### OBJECTIVE
Identify every line of the listing below that contains the word "dark", and copy each such line in full.

Point annotation dataset records:
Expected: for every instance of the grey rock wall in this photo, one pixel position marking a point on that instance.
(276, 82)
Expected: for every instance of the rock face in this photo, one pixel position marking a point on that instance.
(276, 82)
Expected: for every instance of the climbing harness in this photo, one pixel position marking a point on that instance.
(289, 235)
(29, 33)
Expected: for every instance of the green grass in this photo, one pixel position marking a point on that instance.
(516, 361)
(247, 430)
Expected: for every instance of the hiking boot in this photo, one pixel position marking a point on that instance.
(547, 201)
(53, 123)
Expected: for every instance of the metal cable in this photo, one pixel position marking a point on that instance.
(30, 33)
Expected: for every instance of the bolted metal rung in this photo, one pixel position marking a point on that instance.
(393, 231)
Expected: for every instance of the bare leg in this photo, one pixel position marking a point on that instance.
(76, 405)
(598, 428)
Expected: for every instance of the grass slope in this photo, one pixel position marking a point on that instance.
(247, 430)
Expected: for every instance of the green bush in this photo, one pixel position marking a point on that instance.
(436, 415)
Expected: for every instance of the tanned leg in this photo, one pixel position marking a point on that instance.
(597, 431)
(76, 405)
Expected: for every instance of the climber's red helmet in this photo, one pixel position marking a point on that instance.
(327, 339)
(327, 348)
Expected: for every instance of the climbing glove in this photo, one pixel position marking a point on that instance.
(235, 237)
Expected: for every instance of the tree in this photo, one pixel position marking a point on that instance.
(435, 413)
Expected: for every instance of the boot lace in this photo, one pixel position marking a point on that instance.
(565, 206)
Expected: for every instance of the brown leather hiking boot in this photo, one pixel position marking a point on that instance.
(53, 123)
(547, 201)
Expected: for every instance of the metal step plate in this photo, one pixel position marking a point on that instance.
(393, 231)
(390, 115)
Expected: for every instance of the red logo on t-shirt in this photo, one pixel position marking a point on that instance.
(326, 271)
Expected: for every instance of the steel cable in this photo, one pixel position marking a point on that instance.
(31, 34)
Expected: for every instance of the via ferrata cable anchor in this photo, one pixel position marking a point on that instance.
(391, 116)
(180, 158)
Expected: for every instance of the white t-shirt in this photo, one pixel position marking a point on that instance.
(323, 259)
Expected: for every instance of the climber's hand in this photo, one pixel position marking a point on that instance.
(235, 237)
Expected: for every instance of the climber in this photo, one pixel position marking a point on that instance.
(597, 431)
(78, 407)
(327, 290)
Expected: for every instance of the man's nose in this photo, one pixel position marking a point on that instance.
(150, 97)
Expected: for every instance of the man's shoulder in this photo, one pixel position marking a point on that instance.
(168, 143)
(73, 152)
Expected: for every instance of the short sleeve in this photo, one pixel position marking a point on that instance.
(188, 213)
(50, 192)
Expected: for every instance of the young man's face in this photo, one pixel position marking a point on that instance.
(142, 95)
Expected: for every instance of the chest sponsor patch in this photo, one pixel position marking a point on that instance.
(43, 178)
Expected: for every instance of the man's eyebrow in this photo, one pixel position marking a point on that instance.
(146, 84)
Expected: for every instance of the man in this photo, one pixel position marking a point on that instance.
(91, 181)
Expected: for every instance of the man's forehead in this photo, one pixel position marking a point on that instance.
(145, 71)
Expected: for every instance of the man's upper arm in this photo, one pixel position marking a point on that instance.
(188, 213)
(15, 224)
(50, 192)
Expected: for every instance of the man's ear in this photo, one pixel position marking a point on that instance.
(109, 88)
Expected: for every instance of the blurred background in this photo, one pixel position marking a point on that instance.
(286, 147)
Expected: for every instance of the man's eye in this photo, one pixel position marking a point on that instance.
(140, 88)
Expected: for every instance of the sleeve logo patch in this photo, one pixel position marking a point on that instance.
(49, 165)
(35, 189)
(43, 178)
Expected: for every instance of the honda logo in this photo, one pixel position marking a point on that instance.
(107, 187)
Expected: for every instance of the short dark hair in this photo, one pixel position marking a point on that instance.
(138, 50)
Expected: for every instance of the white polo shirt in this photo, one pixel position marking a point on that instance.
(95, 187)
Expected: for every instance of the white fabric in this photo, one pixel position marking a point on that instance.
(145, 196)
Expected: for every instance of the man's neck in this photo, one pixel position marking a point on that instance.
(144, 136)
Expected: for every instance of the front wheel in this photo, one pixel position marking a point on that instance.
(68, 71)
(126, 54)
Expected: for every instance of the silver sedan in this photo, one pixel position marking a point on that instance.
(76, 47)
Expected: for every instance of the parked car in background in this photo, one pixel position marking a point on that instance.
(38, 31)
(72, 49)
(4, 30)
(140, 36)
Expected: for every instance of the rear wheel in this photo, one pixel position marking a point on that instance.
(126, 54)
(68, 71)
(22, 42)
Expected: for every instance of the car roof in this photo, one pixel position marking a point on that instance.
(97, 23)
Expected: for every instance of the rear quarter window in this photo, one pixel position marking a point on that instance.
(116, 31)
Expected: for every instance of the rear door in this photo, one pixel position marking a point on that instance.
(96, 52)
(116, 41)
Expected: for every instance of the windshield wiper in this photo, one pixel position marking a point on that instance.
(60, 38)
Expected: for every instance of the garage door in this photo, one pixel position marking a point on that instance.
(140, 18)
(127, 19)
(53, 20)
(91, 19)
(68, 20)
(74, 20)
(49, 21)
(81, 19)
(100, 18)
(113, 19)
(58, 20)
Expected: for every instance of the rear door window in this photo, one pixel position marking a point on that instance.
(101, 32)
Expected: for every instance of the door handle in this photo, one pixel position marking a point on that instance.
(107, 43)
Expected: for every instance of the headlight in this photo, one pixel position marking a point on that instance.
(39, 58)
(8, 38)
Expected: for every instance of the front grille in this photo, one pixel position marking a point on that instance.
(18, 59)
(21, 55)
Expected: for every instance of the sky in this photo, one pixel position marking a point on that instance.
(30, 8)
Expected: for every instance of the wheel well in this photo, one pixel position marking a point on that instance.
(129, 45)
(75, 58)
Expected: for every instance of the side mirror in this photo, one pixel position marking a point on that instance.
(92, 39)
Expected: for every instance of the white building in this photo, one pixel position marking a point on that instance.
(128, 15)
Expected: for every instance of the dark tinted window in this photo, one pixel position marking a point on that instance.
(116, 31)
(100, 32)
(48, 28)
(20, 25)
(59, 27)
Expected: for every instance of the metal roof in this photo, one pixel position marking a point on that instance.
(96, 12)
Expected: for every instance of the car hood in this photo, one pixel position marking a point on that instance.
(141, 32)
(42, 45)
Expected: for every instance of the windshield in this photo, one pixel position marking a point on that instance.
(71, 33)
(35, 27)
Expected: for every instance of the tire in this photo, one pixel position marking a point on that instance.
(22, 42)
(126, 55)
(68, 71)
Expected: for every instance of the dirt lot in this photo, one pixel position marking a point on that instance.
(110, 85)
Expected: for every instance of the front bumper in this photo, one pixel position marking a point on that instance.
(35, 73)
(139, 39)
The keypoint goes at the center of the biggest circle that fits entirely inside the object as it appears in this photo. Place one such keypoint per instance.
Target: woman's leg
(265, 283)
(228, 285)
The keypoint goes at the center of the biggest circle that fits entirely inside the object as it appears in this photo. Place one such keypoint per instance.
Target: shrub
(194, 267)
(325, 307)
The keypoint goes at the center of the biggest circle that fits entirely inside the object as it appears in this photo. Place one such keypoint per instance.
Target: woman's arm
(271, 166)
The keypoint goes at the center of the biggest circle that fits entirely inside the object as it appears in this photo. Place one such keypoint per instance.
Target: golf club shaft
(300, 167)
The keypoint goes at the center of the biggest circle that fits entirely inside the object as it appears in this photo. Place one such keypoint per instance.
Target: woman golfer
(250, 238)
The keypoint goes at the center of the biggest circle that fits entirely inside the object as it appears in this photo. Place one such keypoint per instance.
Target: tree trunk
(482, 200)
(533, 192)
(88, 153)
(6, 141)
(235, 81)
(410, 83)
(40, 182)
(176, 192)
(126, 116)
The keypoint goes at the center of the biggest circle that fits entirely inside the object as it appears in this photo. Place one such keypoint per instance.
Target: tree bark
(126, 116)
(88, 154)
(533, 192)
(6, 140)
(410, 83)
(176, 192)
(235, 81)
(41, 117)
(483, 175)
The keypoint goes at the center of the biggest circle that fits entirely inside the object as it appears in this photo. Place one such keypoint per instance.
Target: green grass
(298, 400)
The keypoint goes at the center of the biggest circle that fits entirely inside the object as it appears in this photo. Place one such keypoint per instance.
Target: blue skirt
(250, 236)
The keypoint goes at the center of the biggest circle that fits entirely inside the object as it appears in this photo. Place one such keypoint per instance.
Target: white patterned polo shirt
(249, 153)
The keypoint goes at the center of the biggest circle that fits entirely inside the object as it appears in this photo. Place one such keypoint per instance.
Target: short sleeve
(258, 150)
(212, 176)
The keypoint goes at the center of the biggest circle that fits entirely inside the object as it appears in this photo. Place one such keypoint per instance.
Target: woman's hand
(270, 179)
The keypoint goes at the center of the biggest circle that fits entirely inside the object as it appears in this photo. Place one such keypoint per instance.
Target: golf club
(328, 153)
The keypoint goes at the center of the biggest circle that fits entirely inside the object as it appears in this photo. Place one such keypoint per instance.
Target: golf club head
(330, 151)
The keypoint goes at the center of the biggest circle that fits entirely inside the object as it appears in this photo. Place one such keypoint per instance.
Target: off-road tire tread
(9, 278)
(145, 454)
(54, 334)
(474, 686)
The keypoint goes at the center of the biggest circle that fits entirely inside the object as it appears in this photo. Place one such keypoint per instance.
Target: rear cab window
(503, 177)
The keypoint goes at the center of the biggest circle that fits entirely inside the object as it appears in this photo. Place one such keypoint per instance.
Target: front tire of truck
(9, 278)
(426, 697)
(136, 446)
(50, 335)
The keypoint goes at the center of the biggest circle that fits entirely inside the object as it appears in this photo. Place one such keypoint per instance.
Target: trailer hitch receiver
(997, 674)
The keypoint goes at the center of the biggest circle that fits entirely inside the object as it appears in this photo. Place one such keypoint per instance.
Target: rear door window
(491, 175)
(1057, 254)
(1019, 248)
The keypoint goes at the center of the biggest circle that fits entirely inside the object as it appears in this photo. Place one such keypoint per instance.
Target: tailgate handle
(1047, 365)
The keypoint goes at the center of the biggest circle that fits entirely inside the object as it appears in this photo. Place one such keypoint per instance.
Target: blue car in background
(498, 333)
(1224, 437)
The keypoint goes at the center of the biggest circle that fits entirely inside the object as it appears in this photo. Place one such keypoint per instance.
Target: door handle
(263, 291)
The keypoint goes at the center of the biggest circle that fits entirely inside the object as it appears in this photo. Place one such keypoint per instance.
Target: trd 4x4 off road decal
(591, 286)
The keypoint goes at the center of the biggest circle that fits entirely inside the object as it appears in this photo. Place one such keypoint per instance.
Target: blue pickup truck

### THE SOLUTION
Expected: for every instance of the short dark hair in this photo, one pixel position marking a point on that instance.
Expected: for every instance of the dark tinted window in this photo, one pixel position marking a point on that instance.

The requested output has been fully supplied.